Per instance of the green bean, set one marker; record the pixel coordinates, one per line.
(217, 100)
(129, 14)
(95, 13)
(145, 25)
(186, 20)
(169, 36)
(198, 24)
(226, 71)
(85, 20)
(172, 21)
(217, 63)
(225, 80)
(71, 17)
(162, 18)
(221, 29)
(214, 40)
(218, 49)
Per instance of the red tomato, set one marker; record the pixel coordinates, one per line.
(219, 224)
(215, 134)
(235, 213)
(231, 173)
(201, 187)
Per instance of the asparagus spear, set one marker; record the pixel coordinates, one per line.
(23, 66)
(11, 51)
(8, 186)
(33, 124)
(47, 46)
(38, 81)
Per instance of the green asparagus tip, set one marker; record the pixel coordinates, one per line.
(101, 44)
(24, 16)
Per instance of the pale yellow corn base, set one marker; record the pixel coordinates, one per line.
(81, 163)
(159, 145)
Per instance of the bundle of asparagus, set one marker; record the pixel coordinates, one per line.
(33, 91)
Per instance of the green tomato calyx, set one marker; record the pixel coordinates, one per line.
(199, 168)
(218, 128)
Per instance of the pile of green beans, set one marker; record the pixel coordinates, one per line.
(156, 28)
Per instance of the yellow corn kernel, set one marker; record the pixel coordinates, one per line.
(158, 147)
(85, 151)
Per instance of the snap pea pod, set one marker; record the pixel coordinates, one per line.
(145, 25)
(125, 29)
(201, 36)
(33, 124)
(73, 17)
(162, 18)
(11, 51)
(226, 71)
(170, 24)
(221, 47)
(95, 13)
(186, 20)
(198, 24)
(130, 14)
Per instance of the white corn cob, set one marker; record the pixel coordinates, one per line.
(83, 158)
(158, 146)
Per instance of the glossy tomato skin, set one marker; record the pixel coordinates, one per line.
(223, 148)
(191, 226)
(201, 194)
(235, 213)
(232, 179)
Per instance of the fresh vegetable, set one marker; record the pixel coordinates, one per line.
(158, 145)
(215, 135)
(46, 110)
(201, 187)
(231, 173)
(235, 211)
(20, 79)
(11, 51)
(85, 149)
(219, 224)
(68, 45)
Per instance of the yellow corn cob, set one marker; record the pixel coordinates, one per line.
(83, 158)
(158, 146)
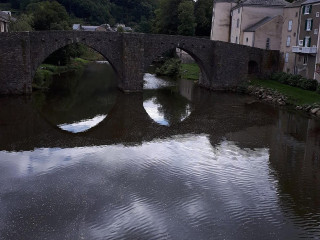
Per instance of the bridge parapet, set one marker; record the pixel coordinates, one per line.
(223, 65)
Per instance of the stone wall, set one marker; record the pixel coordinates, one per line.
(222, 64)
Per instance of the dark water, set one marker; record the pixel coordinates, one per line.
(174, 163)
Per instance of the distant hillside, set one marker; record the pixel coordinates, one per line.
(130, 12)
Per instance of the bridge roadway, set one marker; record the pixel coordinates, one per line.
(223, 65)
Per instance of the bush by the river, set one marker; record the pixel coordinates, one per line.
(296, 81)
(170, 68)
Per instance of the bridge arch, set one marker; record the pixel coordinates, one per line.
(44, 44)
(204, 71)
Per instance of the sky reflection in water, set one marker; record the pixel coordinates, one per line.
(161, 188)
(82, 125)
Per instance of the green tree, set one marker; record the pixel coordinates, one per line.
(166, 20)
(186, 18)
(49, 16)
(23, 23)
(203, 17)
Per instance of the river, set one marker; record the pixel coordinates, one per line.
(85, 161)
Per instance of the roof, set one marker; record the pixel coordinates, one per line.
(76, 26)
(89, 28)
(263, 3)
(230, 1)
(311, 2)
(297, 3)
(255, 26)
(4, 16)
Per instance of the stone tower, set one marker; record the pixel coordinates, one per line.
(221, 20)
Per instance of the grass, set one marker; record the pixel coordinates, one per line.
(296, 96)
(190, 71)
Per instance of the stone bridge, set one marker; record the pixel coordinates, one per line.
(223, 65)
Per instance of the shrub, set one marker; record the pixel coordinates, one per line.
(170, 68)
(293, 80)
(276, 76)
(284, 78)
(308, 84)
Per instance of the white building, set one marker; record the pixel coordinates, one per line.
(4, 21)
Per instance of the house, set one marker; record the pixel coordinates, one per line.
(5, 18)
(253, 14)
(264, 34)
(221, 20)
(256, 23)
(289, 36)
(308, 37)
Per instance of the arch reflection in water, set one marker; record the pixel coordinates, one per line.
(79, 101)
(170, 103)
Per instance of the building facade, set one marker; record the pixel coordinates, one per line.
(221, 21)
(308, 35)
(265, 34)
(256, 23)
(289, 36)
(4, 21)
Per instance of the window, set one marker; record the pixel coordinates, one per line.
(308, 24)
(307, 9)
(290, 26)
(288, 41)
(286, 59)
(307, 41)
(268, 44)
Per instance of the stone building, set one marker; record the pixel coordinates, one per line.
(4, 21)
(307, 45)
(289, 36)
(256, 23)
(249, 14)
(264, 34)
(221, 20)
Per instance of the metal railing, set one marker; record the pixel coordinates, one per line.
(310, 50)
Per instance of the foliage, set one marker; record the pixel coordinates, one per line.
(166, 20)
(170, 68)
(295, 81)
(120, 29)
(308, 84)
(190, 71)
(186, 18)
(49, 16)
(203, 17)
(23, 23)
(295, 95)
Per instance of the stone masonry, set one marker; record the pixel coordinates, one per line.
(223, 65)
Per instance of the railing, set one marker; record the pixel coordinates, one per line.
(310, 50)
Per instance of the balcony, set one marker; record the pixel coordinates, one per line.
(308, 50)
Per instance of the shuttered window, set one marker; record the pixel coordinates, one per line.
(308, 24)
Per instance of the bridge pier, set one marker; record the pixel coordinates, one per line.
(223, 65)
(132, 64)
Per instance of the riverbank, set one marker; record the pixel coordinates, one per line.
(282, 94)
(46, 72)
(190, 71)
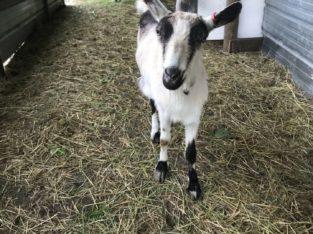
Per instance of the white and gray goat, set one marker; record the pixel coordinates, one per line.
(173, 76)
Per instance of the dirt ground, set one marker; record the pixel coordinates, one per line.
(76, 157)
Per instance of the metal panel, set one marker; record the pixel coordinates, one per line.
(288, 32)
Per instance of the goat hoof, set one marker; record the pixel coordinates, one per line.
(194, 191)
(160, 171)
(156, 138)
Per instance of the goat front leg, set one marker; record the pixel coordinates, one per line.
(155, 133)
(191, 153)
(161, 168)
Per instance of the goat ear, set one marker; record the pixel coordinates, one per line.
(227, 15)
(157, 9)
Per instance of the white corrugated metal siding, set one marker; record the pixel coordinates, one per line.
(288, 37)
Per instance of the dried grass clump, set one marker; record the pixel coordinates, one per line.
(75, 149)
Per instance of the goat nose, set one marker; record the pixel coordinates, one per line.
(172, 72)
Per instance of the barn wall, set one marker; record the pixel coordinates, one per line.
(18, 19)
(288, 37)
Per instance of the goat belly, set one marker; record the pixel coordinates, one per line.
(180, 107)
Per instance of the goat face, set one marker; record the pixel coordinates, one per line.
(180, 34)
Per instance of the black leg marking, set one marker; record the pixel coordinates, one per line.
(156, 138)
(161, 171)
(191, 153)
(153, 109)
(194, 187)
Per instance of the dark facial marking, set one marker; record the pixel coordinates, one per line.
(191, 152)
(198, 34)
(228, 14)
(164, 30)
(146, 19)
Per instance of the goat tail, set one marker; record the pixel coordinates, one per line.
(141, 7)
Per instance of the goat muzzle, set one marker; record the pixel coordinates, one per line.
(173, 78)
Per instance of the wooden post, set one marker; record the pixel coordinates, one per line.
(187, 5)
(230, 32)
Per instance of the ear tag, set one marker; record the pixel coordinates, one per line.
(213, 17)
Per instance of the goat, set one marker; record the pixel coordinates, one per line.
(173, 76)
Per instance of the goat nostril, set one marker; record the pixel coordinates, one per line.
(172, 72)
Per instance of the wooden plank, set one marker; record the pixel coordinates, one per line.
(4, 4)
(230, 31)
(245, 44)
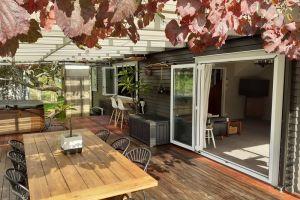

**TASK INSTRUCTIONS**
State only the number of lines in the records that contain the word "marking".

**FINAL ANSWER**
2